Partes do exercício —
A. Por favor, transcreva do texto sobre a gramática gerativa o trecho que vai de "Um estudo que" a "físico desse conhecimento.".
B. Prossiga o texto sobre a gramática gerativa a partir do ponto em que ele termina.

Texto fornecido —
-*-

Pode-se dizer que a adequação observacional e, até certo ponto também a descritiva, já é atingida no estruturalismo, com a utilização do método indutivo aplicado a corpus de língua-E (externa e extensional). Através de generalizações indutivas, Greenberg (1963) chega mesmo a postular universais sintáticos -- correlações implicacionais de ordem sintática do tipo

[2] Se AB então CD

Assim, se tais correlações são estatisticamente válidas, pode-se presumir que elas têm algum papel na aquisição da linguagem. Uma criança exposta à ordem AB não precisará ser exposta a CD, uma vez que ela pode inferi-la da primeira.

Esses universais constituem, até hoje, uma fonte instigante e inesgotável de questões. Greenberg não procurou, porém, prover ele mesmo uma teoria da Gramática Universal que pudesse dar conta dessas correlações. É Chomsky quem resolve assumir essa empreitada. Porém, as primeiras tentativas mostram uma grande distância entre a proposta tecnológica de análise e representação sintática, refeita em inúmeras versões da teoria, e a epistemológica, bastante coerente do início até hoje.

Veremos na próxima seção os desenvolvimentos no interior da teoria gerativa.

No Modelo-padrão de 1965, Aspects of the Theory of Syntax, começa a se delinear um modelo de língua-I, descritivamente adequado, capaz de dar conta dos tipos de gramáticas possíveis. É uma gramática constituída de diversos tipos de regras e com diversos níveis de representação. Esse período se caracteriza pelo equívoco de identificar regras com processos mentais na aquisição e pelo gradativo descrédito das próprias regras. A teoria ainda estava longe de atingir o nível de adequação explicativa objetivada por Chomsky.

Um estudo que encara a ciência lingüística como um Programa pode, assim, revelar-nos cada fase como etapas necessárias para se atingir as etapas posteriores.

Em Chomsky (1986,1987), o programa de pesquisa gerativista aparece explicitamente definido. Através dele, pretendia-se responder às seguintes questões:

i. qual a forma do conhecimento lingüístico do falante de uma língua: Língua-I (adequação descritiva);

ii. qual a forma da Gramática Universal GU (estado inicial, invariante nas espécies) e como o falante chega a sua Língua-I (adequação explicativa);

iii. como a Língua-I entra no uso da linguagem, mais especificamente na percepção de sentenças;

iv. qual o correlato físico desse conhecimento.

-*-

Dados disponíveis —
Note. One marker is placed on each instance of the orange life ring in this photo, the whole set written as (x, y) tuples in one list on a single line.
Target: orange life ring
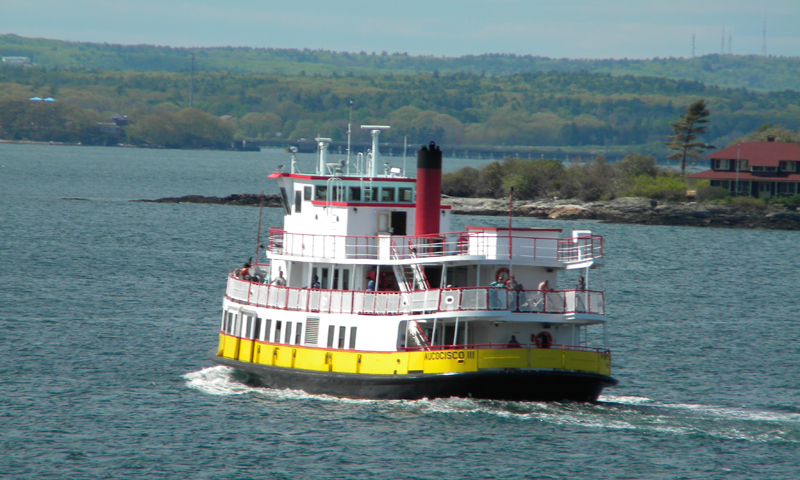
[(503, 272), (544, 340)]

-*-

Respostas do exercício —
A.
Um estudo que encara a ciência lingüística como um Programa pode, assim, revelar-nos cada fase como etapas necessárias para se atingir as etapas posteriores.

Em Chomsky (1986,1987), o programa de pesquisa gerativista aparece explicitamente definido. Através dele, pretendia-se responder às seguintes questões:

i. qual a forma do conhecimento lingüístico do falante de uma língua: Língua-I (adequação descritiva);

ii. qual a forma da Gramática Universal GU (estado inicial, invariante nas espécies) e como o falante chega a sua Língua-I (adequação explicativa);

iii. como a Língua-I entra no uso da linguagem, mais especificamente na percepção de sentenças;

iv. qual o correlato físico desse conhecimento.

B.
A seguir, veremos, com exceção da questão iv, como a teoria chomskiana vem respondendo a essas questões.

3. A forma do saber lingüístico de um adulto falante de uma Língua-L

O saber lingüístico de um adulto falante de uma determinada língua é designado "competência" no Modelo-padrão e "Língua-I" no Modelo de Princípios e Parâmetros e no Modelo Minimalista.


Para a fase inicial da teoria (Modelo-padrão), esse conhecimento consistia de um conjunto de regras de diferentes naturezas, cada conjunto definindo níveis de representações distintos (E-P, E-S, FF, RS)

Já na fase da teoria padrão ampliada, em lugar de regras começam-se a propor filtros de boa-formação (Chomsky, 1981, 1973, 1976).

Metaforicamente, podemos entender esses filtros como seções especializadas de controle de produção numa fábrica. Em lugar de procurar derivar sentenças bem-formadas por regras, as construções que não obedecem aos filtros são barradas.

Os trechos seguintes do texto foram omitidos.